(Ziel 1): Erkläre anhand des Zeitungsartikels zum Strommix, warum es nach Aussage von Lichtblick in der Branche keinen großen Protest gegen die gesetzlichen Kennzeichnungsvorschriften gibt.
(Ziel 2): Entnimm dem Zeitungsartikel zum Strommix wortgetreu alles von „Und kritisiert: Verbraucher“ bis hinunter zu „Lichtblick-Sprecher.“.

----- Vorliegender Textauszug -----

Wirtschaft
"Etikettenschwindel beim Strom-Mix"
Lichtblick: Ökostromanbieter sieht bei Versorgern deutliche Abweichungen.
Und kritisiert: Verbraucher werden durch gesetzliche Regelung in die Irre geführt
Berlin
(AFP). Die Angaben von Energieversorgern zu ihrem Strommix führen nach
Angaben des Anbieters Lichtblick viele Verbraucher in die Irre. So
kaufen zahlreiche der 35 geprüften Versorger deutlich mehr Kohle- und
Atomstrom ein, als sie in ihrem Strommix angeben, teilte Lichtblick in
Hamburg mit. Grund seien gesetzliche Kennzeichnungsvorschriften, gegen
die es in der Branche allerdings "keinen großen Protest" gebe, weil sie
viele Versorger "grüner aussehen" lassen als sie sind, sagte ein
Lichtblick-Sprecher.
Der
Öko-Versorger nahm die Angaben von 35 Stromanbietern unter die Lupe,
die für das Jahr 2015 bis zum 1. November veröffentlicht werden mussten.
Darunter sind große Konzerne wie Eon, Vattenfall und EnBW, aber auch
zahlreiche kleinere Stadtwerke - und Lichtblick selbst. Das Unternehmen
errechnete, wie der Stromeinkauf des jeweiligen Anbieters tatsächlich
aussah. Das Ergebnis: Bei drei Anbietern ist der Anteil von
konventionellem Strom aus Atom, fossiler Energie wie Kohle und Erdgas 42
Prozent höher als im angegebenen Strommix. Bei 21 Versorgern war der
Anteil im Stromeinkauf mindestens 30 Prozent höher.

----- Rohdaten -----

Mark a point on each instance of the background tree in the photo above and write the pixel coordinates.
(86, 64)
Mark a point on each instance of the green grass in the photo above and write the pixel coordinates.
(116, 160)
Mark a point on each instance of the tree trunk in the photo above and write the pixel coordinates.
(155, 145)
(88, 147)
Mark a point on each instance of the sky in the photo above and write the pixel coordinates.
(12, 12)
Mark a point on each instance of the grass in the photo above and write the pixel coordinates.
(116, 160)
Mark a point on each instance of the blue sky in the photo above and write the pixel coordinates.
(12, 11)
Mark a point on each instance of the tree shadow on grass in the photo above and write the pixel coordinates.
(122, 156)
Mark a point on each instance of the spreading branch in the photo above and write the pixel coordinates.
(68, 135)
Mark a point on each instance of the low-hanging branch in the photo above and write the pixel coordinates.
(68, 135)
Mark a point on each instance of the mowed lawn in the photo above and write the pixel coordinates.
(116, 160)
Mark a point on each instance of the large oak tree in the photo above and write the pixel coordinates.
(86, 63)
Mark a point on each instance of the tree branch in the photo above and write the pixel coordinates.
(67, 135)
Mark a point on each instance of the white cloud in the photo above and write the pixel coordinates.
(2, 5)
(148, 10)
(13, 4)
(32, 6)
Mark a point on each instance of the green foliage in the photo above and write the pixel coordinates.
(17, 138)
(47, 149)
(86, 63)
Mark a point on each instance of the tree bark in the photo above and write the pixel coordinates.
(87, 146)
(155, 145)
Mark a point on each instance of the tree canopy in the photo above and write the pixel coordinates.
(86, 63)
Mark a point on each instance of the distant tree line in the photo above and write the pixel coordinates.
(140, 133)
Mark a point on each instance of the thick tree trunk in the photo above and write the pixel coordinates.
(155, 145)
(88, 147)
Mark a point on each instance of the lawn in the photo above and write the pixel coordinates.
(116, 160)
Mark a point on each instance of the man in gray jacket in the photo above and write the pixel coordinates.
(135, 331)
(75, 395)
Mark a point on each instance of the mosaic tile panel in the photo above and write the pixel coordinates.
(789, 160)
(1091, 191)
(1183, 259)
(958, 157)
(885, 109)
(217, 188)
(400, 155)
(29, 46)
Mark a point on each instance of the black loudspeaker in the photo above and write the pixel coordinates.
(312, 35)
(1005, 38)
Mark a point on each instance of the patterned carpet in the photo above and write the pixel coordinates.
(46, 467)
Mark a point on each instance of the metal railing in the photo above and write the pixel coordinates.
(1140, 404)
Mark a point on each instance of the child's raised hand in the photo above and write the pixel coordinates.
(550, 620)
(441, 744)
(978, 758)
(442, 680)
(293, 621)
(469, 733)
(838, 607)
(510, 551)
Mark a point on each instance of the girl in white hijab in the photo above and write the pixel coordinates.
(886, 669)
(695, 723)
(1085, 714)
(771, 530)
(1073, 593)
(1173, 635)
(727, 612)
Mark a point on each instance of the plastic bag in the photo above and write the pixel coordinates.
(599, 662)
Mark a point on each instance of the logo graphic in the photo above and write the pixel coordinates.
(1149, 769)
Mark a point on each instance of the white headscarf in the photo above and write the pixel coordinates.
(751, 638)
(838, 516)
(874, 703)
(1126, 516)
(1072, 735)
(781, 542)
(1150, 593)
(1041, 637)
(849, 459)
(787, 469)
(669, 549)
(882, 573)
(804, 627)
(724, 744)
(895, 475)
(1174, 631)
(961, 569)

-----

(Vollständige Ausgabe 1): Nach Aussage eines Lichtblick-Sprechers regt sich in der Branche kaum Protest gegen die gesetzlichen Kennzeichnungsvorschriften, weil diese Vorschriften viele Versorger „grüner aussehen“ lassen, als sie tatsächlich sind.

(Vollständige Ausgabe 2):
Und kritisiert: Verbraucher werden durch gesetzliche Regelung in die Irre geführt
Berlin
(AFP). Die Angaben von Energieversorgern zu ihrem Strommix führen nach
Angaben des Anbieters Lichtblick viele Verbraucher in die Irre. So
kaufen zahlreiche der 35 geprüften Versorger deutlich mehr Kohle- und
Atomstrom ein, als sie in ihrem Strommix angeben, teilte Lichtblick in
Hamburg mit. Grund seien gesetzliche Kennzeichnungsvorschriften, gegen
die es in der Branche allerdings "keinen großen Protest" gebe, weil sie
viele Versorger "grüner aussehen" lassen als sie sind, sagte ein
Lichtblick-Sprecher.